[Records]

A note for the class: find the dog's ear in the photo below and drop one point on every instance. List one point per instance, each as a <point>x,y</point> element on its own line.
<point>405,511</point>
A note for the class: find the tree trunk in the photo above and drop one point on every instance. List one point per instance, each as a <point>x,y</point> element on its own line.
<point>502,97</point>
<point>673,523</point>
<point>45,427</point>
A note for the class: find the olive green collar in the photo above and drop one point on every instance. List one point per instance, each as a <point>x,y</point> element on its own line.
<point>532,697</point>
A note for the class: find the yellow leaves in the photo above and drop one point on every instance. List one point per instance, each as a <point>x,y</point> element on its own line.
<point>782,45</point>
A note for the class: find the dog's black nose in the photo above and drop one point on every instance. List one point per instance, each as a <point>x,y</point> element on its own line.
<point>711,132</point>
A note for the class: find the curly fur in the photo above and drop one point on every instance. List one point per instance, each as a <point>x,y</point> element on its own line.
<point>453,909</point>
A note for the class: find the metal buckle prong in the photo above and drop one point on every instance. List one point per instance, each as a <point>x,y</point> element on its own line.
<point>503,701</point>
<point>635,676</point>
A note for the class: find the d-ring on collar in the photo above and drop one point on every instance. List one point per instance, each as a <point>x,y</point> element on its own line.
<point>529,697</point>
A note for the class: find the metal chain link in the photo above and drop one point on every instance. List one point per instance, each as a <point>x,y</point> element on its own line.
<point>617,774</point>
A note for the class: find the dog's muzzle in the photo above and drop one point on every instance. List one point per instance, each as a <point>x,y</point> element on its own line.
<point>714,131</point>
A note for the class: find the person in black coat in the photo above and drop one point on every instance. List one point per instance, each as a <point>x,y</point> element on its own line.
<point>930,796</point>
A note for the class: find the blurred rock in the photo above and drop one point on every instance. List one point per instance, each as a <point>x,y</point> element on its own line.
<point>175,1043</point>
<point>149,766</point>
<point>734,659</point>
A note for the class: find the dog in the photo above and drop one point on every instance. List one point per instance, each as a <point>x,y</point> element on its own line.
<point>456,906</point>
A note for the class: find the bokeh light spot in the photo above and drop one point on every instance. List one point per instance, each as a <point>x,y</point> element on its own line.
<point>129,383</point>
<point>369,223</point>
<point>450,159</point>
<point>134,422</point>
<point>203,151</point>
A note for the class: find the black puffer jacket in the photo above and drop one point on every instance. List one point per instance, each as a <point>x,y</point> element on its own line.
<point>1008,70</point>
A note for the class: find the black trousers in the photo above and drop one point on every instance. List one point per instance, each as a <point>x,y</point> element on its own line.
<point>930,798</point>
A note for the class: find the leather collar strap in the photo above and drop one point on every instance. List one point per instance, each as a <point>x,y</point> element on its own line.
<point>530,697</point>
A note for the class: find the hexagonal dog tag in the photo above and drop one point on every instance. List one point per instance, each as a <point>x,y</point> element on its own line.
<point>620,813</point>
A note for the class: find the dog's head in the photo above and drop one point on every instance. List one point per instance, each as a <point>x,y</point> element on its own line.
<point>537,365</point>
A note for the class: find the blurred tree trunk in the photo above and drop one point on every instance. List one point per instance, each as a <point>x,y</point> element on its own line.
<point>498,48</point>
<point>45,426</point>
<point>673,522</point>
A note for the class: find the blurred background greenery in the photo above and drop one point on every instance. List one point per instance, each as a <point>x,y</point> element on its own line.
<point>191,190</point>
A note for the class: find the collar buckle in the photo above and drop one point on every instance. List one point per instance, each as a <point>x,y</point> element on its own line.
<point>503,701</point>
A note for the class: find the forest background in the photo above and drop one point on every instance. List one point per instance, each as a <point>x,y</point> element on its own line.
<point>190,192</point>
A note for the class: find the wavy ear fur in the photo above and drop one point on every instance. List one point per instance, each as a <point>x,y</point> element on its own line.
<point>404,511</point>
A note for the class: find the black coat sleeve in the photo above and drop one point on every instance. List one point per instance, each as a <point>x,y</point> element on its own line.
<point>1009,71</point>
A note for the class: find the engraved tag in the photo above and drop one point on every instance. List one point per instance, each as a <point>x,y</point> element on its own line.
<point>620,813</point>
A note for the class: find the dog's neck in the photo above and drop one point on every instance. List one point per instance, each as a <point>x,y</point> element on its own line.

Requirements:
Reproduce the listing starting at the line that contains "A note for the class: find the blurred tree" and ending after the line that contains "<point>673,522</point>", leaving the request text unchanged. Multiply each point coordinate in the answers by 1.85 and round it to a whole number, rounding halves up.

The result:
A note for the class: find the blurred tree trunk in the photo above and drop one point on every instance. List one point per instance, each as a <point>x,y</point> element on its own line.
<point>921,89</point>
<point>83,788</point>
<point>1245,966</point>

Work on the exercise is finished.